start Source material

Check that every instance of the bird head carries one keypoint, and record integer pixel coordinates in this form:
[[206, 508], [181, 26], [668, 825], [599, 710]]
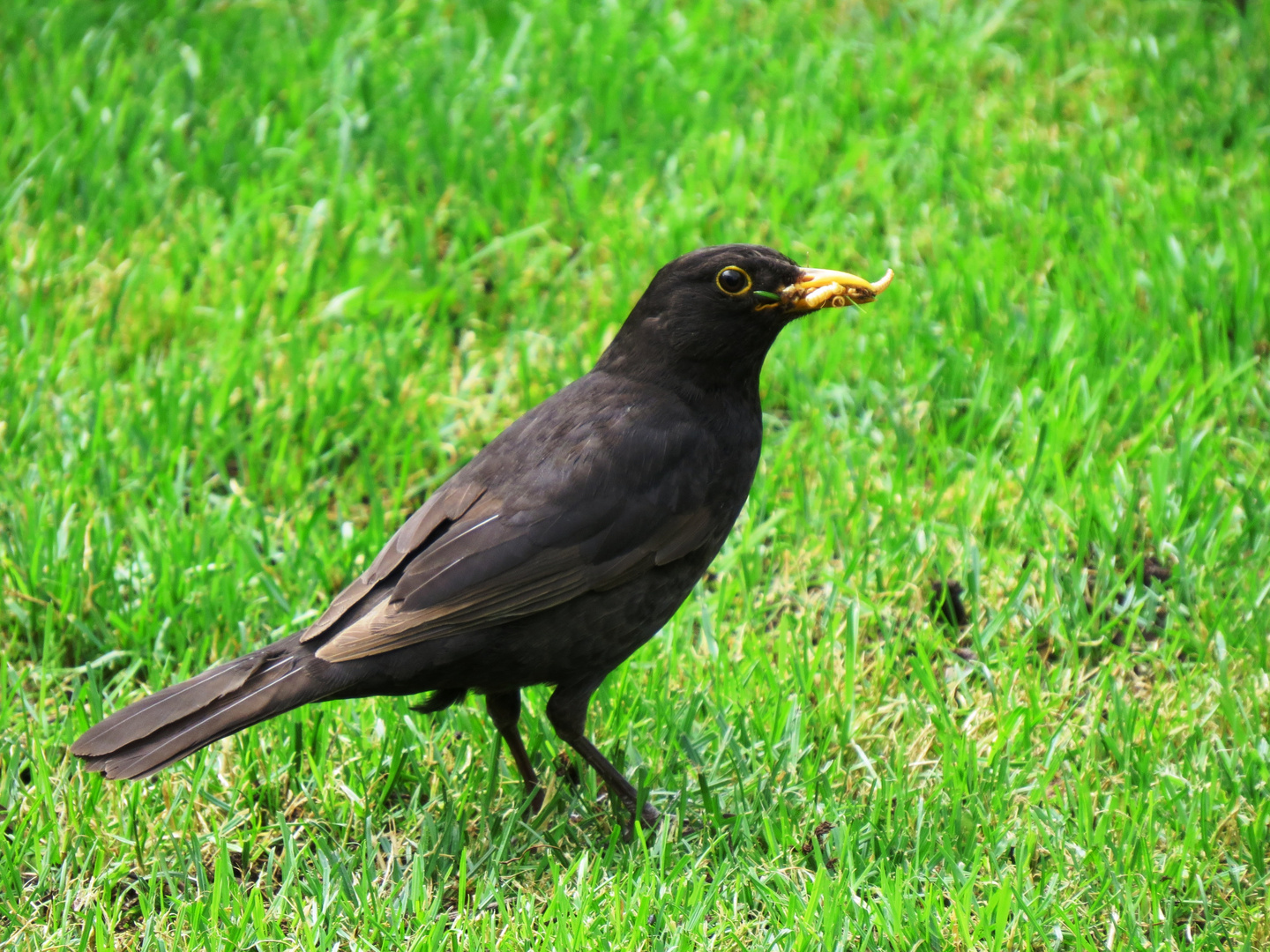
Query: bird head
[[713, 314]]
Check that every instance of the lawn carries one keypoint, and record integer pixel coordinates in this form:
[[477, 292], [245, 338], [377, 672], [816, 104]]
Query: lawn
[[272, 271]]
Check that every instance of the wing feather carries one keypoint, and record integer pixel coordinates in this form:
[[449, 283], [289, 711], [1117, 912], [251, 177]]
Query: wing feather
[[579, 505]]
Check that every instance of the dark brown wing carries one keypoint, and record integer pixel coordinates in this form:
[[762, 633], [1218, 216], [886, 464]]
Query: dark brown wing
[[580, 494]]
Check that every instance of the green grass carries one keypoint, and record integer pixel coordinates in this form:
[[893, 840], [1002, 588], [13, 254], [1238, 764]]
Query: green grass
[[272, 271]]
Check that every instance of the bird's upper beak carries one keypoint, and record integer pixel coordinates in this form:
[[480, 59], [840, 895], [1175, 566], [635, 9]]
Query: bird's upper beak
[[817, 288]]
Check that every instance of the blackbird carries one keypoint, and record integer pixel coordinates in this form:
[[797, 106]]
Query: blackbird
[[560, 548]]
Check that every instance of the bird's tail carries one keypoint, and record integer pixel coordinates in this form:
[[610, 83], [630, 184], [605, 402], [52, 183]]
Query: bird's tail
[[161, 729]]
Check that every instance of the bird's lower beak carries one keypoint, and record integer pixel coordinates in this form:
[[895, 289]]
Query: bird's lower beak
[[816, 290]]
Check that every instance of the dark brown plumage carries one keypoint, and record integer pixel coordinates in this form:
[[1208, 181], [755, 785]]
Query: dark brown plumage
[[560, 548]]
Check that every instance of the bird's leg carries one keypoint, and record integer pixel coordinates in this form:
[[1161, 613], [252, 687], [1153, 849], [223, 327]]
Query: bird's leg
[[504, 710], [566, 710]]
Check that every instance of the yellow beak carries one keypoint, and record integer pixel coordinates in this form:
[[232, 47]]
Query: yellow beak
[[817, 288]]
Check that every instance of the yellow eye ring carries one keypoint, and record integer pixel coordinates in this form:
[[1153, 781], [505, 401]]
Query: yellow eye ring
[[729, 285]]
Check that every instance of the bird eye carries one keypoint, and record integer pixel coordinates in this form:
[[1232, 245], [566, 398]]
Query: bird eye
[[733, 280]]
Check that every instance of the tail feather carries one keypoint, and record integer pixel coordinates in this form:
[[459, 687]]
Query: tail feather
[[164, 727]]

end Source material

*Stated goal*. The required output is the exact sequence of lines from the one containing "Check that every instance of the bird's lower" through the end of the listing, both endpoints included.

*Result of this task*.
Check that every instance of the bird's lower beak carries one keypoint, and record integer pixel coordinates in this form:
[[895, 289]]
Query: bird's lower beak
[[816, 290]]
Check that every instance of the dark brown plumage carries one keypoint, and record integer pixel coordinates in this form:
[[1208, 181], [755, 785]]
Query: dark brown plumage
[[560, 548]]
Check that every instance of the bird's leg carries one keypoint, and record integer pixel coordinates in this form:
[[1161, 613], [252, 687], [1153, 849], [223, 327]]
Query: bird's leg
[[504, 710], [566, 710]]
Check that every instance of the yellow beak carries one keypoint, and record integer pixel coordinates in this form:
[[232, 47]]
Query: yellow beak
[[817, 288]]
Check that every instance of the yellow eye ring carries one keypoint, and record integer pixel coordinates in this form:
[[1153, 781], [505, 401]]
Query: yellow eye ring
[[729, 285]]
Check that every instance of the bird eye carries one keypoint, and record integer pixel coordinates in this form:
[[1232, 245], [566, 398]]
Query: bird eye
[[733, 280]]
Check that every instance of the tail feather carries one keypoint, and record integer pixel coordinates in this form:
[[459, 687]]
Query: tail feather
[[164, 727]]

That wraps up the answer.